## Written exercise:
Copy every row below word for word. Leave the pictures out.

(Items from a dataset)
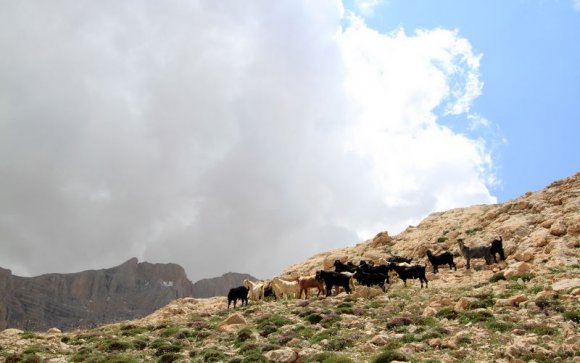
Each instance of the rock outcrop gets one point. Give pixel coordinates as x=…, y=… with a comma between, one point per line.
x=89, y=298
x=541, y=229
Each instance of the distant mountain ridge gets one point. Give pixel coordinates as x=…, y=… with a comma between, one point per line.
x=90, y=298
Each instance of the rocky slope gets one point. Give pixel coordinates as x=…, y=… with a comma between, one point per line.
x=523, y=309
x=219, y=286
x=89, y=298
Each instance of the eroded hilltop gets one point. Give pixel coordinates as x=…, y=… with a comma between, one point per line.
x=523, y=309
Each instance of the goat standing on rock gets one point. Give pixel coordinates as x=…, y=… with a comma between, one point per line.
x=240, y=292
x=410, y=272
x=497, y=248
x=332, y=278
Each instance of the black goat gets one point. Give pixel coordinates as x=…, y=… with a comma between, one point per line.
x=410, y=272
x=371, y=269
x=497, y=248
x=369, y=279
x=446, y=258
x=240, y=292
x=333, y=278
x=342, y=267
x=399, y=259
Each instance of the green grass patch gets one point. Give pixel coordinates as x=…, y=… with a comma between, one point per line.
x=389, y=356
x=474, y=316
x=498, y=325
x=483, y=301
x=115, y=345
x=244, y=334
x=328, y=357
x=399, y=321
x=447, y=313
x=526, y=277
x=169, y=331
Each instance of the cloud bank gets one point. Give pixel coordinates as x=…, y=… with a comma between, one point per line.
x=223, y=137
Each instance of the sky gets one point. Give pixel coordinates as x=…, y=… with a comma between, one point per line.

## Expected answer:
Each instance of the rock outcrop gets one point. Give pixel coordinates as x=…, y=… with a comma between, one point per line.
x=89, y=298
x=541, y=229
Each instance of the distant mountain ridge gets one point. Give pixel coordinates as x=…, y=… with a comma between, one point per line.
x=90, y=298
Each instance of the rocky slope gets one point. Give pixel coordinates as x=…, y=… with a comma between, one point per line.
x=523, y=309
x=219, y=286
x=89, y=298
Each instance of the eroded hilltop gets one point. Give pixel coordinates as x=…, y=… with a comma between, one point per line.
x=523, y=309
Each instance of the goat standing on rock gets one point. Give pixel coordinates as x=…, y=… with a comma between, one point per line.
x=240, y=292
x=410, y=272
x=497, y=248
x=332, y=278
Each instance of the black goat gets one point. Give pixel coordinates as x=…, y=… with a comma between, one point per line.
x=410, y=272
x=371, y=269
x=497, y=248
x=369, y=279
x=446, y=258
x=240, y=292
x=333, y=278
x=342, y=267
x=399, y=259
Each instance of the green grass patch gets one point. Give pixel coordinates as x=…, y=… with a comma between, one point per line.
x=389, y=356
x=474, y=316
x=498, y=325
x=483, y=301
x=115, y=345
x=244, y=334
x=328, y=357
x=399, y=321
x=447, y=313
x=526, y=277
x=169, y=331
Each instance of the cloud bank gets one point. Give pixel coordinates as x=…, y=… with a comma between, one point per line.
x=223, y=137
Each instance of the sky gets one point. Give pixel coordinates as x=…, y=… with a comma between, one point per line.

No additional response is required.